_RECORDED DATA_
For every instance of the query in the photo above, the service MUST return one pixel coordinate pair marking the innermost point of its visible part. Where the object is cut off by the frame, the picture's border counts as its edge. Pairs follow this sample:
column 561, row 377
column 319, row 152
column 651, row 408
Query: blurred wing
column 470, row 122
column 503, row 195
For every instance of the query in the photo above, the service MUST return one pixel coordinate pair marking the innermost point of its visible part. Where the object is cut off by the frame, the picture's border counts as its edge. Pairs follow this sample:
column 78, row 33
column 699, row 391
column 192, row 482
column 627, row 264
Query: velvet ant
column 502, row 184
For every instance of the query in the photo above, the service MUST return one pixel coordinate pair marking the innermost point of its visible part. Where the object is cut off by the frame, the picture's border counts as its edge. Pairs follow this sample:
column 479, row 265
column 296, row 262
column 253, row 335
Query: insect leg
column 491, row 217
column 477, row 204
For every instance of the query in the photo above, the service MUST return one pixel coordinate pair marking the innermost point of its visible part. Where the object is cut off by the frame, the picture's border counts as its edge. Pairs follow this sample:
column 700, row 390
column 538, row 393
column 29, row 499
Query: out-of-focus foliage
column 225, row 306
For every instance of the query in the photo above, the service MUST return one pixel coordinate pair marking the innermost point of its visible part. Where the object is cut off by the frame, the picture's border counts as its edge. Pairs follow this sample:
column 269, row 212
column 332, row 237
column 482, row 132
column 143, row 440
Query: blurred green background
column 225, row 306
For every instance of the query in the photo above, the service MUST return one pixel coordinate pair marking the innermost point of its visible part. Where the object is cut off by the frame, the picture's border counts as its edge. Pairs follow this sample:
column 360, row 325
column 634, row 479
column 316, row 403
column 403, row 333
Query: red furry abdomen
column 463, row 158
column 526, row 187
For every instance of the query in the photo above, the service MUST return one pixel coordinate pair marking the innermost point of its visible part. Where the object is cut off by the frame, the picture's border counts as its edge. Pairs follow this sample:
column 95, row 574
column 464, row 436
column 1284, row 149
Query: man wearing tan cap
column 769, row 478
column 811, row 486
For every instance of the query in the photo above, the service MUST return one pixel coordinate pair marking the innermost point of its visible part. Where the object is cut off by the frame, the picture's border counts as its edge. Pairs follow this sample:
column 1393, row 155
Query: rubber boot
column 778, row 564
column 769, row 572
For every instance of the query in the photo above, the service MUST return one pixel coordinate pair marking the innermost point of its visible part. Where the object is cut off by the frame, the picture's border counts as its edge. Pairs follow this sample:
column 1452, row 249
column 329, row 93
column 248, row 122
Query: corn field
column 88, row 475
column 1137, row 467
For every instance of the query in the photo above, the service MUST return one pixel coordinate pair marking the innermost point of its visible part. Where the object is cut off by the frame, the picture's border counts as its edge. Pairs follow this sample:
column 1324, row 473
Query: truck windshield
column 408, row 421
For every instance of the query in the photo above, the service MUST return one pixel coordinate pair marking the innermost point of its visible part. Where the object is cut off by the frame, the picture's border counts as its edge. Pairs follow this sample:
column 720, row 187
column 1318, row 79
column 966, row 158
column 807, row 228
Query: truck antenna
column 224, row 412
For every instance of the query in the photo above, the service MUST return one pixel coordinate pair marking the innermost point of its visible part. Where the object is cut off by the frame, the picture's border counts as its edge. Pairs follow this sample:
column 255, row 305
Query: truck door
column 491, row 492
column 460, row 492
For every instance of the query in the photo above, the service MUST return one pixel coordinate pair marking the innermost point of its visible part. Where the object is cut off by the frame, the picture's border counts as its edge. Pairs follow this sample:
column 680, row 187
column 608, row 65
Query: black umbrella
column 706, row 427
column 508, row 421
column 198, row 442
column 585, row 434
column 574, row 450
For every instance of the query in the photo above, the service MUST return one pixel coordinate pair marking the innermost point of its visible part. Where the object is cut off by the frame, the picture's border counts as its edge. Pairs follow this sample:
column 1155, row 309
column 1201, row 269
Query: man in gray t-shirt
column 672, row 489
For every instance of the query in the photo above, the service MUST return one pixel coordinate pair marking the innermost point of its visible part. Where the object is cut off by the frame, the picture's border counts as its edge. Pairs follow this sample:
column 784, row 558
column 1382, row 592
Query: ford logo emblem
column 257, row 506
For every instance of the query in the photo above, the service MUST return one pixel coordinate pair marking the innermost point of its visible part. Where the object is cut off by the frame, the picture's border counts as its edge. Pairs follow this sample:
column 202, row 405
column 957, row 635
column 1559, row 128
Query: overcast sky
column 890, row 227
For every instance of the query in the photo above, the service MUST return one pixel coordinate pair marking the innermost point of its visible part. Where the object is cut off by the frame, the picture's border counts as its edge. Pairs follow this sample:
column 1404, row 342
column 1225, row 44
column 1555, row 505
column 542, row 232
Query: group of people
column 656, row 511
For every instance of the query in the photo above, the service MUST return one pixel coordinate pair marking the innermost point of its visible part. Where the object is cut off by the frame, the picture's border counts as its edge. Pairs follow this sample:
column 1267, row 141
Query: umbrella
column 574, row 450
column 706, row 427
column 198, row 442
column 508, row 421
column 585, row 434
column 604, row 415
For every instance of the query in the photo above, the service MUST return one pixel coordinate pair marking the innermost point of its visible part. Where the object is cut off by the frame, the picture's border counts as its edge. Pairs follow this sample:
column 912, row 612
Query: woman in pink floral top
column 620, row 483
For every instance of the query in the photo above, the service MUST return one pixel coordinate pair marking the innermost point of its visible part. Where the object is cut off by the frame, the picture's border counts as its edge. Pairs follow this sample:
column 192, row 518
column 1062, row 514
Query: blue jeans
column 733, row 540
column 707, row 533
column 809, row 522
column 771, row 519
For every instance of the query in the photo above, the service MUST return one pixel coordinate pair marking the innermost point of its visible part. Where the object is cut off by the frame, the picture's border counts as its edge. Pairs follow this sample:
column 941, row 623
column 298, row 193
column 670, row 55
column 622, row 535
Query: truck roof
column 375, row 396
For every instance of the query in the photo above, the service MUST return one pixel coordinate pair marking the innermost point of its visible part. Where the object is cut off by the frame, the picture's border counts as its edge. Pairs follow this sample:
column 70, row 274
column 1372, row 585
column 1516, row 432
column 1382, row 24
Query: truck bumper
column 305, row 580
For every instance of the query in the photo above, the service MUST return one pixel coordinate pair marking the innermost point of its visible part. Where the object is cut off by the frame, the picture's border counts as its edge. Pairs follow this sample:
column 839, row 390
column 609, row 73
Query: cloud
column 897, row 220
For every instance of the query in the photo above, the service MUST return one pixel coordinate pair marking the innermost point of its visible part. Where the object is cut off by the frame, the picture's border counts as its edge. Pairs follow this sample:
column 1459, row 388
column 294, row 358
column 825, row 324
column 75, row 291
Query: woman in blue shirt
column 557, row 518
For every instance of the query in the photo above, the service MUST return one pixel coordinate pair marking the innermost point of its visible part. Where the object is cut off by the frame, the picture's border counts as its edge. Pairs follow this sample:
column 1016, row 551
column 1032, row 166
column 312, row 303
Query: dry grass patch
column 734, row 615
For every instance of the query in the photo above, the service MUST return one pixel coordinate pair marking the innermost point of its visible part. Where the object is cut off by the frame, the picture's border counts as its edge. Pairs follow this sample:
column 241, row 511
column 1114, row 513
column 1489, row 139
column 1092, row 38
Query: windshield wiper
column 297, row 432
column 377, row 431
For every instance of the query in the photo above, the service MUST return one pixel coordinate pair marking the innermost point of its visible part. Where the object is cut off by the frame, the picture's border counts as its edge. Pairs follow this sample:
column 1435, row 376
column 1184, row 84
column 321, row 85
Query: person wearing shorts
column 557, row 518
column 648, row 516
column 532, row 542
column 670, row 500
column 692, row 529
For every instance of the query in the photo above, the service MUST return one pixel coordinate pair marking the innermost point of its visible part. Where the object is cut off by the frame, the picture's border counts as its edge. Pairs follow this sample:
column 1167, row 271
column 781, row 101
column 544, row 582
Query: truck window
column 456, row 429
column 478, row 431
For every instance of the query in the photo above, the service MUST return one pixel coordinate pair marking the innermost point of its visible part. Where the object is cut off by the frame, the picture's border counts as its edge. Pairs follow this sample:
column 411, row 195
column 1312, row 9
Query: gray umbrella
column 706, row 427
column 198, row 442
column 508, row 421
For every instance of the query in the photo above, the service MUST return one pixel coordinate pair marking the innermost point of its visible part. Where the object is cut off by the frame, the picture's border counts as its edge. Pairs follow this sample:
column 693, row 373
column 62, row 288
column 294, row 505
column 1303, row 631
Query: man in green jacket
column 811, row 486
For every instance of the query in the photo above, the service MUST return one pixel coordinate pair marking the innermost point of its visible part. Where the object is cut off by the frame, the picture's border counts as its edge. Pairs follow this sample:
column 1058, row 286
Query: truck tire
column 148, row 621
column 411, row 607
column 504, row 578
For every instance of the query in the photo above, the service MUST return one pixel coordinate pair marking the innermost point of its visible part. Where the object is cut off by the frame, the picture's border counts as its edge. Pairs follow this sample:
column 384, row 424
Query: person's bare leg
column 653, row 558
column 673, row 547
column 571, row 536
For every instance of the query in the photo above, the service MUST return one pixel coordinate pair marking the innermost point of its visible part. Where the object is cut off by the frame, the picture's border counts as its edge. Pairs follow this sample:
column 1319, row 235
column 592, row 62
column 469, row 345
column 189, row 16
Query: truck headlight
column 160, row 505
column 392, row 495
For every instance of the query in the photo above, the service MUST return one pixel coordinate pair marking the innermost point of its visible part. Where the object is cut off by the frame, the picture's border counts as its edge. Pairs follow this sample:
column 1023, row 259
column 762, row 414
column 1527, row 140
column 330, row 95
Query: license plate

_EXERCISE INSTRUCTIONS_
Report how many lines of the material above contain the string "umbrella".

_TASK RESULT_
3